Object pointing dataset rows

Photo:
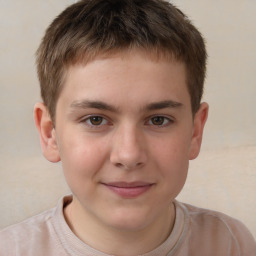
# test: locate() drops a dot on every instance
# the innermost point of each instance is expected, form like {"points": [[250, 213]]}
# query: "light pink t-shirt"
{"points": [[196, 232]]}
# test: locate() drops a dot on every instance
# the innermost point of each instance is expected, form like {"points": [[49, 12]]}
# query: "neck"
{"points": [[116, 241]]}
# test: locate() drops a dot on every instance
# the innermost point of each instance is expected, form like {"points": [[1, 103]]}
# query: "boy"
{"points": [[121, 82]]}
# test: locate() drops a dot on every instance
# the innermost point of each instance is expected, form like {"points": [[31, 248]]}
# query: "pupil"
{"points": [[158, 120], [96, 120]]}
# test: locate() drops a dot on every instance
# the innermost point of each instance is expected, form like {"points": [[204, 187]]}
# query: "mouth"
{"points": [[128, 189]]}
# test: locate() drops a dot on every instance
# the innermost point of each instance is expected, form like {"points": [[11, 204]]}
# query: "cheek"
{"points": [[82, 159]]}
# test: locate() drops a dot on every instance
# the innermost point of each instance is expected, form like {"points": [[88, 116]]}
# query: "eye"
{"points": [[95, 121], [160, 121]]}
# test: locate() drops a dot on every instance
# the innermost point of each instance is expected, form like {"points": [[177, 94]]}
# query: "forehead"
{"points": [[127, 76]]}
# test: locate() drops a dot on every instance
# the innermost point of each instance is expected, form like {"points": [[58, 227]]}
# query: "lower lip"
{"points": [[129, 192]]}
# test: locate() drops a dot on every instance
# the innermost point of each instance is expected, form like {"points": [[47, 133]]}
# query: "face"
{"points": [[125, 133]]}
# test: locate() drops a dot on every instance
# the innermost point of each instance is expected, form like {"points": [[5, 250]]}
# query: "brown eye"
{"points": [[95, 120], [158, 120]]}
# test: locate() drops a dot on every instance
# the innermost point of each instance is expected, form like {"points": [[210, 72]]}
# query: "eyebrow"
{"points": [[164, 104], [84, 104]]}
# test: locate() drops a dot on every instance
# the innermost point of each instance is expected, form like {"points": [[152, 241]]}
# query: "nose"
{"points": [[128, 148]]}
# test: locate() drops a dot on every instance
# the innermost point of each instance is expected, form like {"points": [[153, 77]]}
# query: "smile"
{"points": [[128, 190]]}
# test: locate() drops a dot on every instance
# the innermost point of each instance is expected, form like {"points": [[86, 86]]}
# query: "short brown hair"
{"points": [[89, 28]]}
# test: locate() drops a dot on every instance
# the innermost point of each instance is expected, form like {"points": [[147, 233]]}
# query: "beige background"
{"points": [[222, 178]]}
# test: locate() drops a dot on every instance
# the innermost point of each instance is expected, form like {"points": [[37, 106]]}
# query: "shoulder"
{"points": [[33, 236], [218, 230], [31, 228]]}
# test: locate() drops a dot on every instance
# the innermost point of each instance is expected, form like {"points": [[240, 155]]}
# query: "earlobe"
{"points": [[199, 123], [47, 133]]}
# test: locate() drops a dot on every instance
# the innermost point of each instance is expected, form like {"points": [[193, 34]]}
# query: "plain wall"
{"points": [[224, 175]]}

● **Given instruction**
All of the entries above should be copied exactly, except for the pictures.

● **Expected answer**
Photo:
# test: locate() drops a dot on every instance
# the innermost point of each instance is expected, form like {"points": [[250, 213]]}
# query: "light pink t-shirt"
{"points": [[196, 232]]}
# test: locate() drops a dot on every instance
# the innermost point of each instance is expected, form like {"points": [[49, 12]]}
# query: "neck"
{"points": [[116, 241]]}
# test: locate() drops a dot on every instance
# the innermost point of each instance is expected, form like {"points": [[1, 103]]}
# query: "boy"
{"points": [[121, 82]]}
# test: locate() drops a dot on every instance
# the innermost point of each instance is expected, form like {"points": [[31, 248]]}
# query: "pupil"
{"points": [[158, 120], [96, 120]]}
# test: locate() drops a dot on every instance
# the innermost point of each instance is expected, form like {"points": [[204, 187]]}
# query: "mouth"
{"points": [[128, 189]]}
# test: locate() drops a dot on every instance
# the innermost point of each instance is expected, form like {"points": [[11, 204]]}
# query: "cheek"
{"points": [[82, 159]]}
# test: locate() drops a dot on every instance
# the innermost point of each instance is expected, form like {"points": [[88, 116]]}
# query: "eye"
{"points": [[95, 121], [160, 121]]}
# test: locate() drops a dot on every instance
# the innermost point of each instance is expected, form like {"points": [[177, 94]]}
# query: "forehead"
{"points": [[127, 76]]}
# test: locate() drops a dot on every instance
# the innermost point of each instance is expected, form like {"points": [[58, 227]]}
# query: "lower lip"
{"points": [[129, 192]]}
# test: locate() drops a dot on every instance
# the innermost point of each instance is expected, form like {"points": [[47, 133]]}
# query: "face"
{"points": [[125, 133]]}
# test: locate() drops a dot on every instance
# the innermost point of each instance is expected, form like {"points": [[5, 250]]}
# query: "brown eye"
{"points": [[95, 120], [158, 120]]}
# test: locate() drops a dot on every instance
# the innermost point of each instance is expected, form like {"points": [[210, 72]]}
# query: "eyebrow"
{"points": [[164, 104], [84, 104]]}
# test: locate() drops a dot on every instance
# the innermost point of each instance is expected, form like {"points": [[152, 241]]}
# query: "nose"
{"points": [[128, 148]]}
# test: locate() drops a dot on every instance
# the innermost point of each instance is expected, form like {"points": [[153, 77]]}
# query: "smile"
{"points": [[128, 190]]}
# test: locate() drops a dot on every instance
# the innermost point of each instance is expected, form like {"points": [[86, 86]]}
# query: "short brown hair"
{"points": [[89, 28]]}
# test: locate() drops a dot on every instance
# the innermost point of each instance is expected, form like {"points": [[147, 233]]}
# query: "beige background"
{"points": [[222, 178]]}
# test: locate() drops a dot on every instance
# the innermost point of each instance is expected, form like {"points": [[37, 106]]}
# query: "shoulder"
{"points": [[33, 236], [218, 230], [31, 228]]}
# test: locate() drops a dot on every instance
# the innermost point of each instance is expected, form like {"points": [[240, 155]]}
# query: "earlobe"
{"points": [[199, 123], [47, 133]]}
# test: locate() drops a dot on every instance
# the innermost point of each instance is expected, form like {"points": [[193, 34]]}
# query: "plain wall"
{"points": [[224, 175]]}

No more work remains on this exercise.